**Trecho fornecido**:

———

A cultura das amazonas, segundo a lenda, desvalorizou os homens ao eliminá-los de todas as posições de comando. Era comum faze-los escravos e usá-los como meio impessoal de procriação.
A figura masculina era despotencializada tanto física como socialmente. Os homens não eram necessários nessa sociedade porque as amazonas assumiram todas as funções masculinas. Tinham a reputação de serem conquistadoras e caçadoras, guerreiras selvagens e corajosas, e montavam em seus cavalos com toda a audácia. Treinavam suas filhas para seguirem o mesmo padrão. Segundo a lenda, removiam o seio direito para que pudessem manusear o arco e a flecha com mais eficiência. Segundo alguns autores, as amazonas eram filhas de Ares, o deus da guerra e da agressividade e, portanto, tinham essa postura bélica na vida e se viam como "guerreiras".

———

**Conjunto de tarefas**:
**1)** De acordo com o trecho fornecido, de quem as amazonas eram filhas segundo alguns autores?
**2)** Reúna todas as linhas da listagem que contêm a palavra "brick", levando em conta a distinção entre maiúsculas e minúsculas.

Registros de apontamento:

———

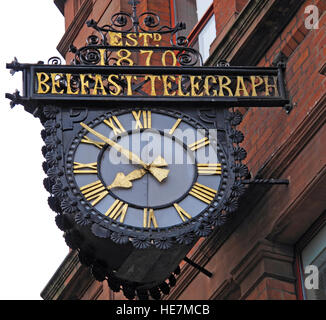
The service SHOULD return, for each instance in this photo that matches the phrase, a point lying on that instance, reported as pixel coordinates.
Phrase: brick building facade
(262, 252)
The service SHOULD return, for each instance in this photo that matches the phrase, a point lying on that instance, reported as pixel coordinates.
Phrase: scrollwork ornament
(100, 231)
(186, 238)
(203, 229)
(163, 243)
(141, 243)
(50, 112)
(241, 170)
(119, 238)
(235, 118)
(82, 219)
(239, 153)
(55, 61)
(230, 205)
(68, 206)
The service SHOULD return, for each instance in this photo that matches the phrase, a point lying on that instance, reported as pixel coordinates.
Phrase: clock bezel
(113, 226)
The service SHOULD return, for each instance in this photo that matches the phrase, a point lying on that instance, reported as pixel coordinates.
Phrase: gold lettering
(117, 87)
(174, 58)
(153, 79)
(195, 86)
(199, 144)
(129, 83)
(115, 39)
(224, 86)
(207, 85)
(97, 144)
(56, 83)
(157, 37)
(118, 209)
(43, 87)
(146, 36)
(147, 119)
(149, 57)
(85, 168)
(69, 89)
(94, 191)
(103, 56)
(175, 126)
(180, 90)
(271, 86)
(255, 84)
(98, 85)
(241, 87)
(112, 123)
(149, 219)
(134, 41)
(84, 84)
(168, 85)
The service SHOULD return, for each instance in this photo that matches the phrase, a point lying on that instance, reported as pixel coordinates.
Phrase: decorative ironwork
(105, 70)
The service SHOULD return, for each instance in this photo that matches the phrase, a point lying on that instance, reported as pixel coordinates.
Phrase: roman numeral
(93, 142)
(146, 122)
(199, 144)
(113, 122)
(203, 193)
(209, 168)
(175, 126)
(182, 213)
(118, 209)
(94, 191)
(149, 218)
(85, 167)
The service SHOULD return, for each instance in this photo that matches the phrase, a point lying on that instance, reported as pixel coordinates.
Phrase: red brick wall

———

**Resultados esperados**:
**1)** De Ares, o deus da guerra e da agressividade.

**2)**
Phrase: brick building facade
Phrase: red brick wall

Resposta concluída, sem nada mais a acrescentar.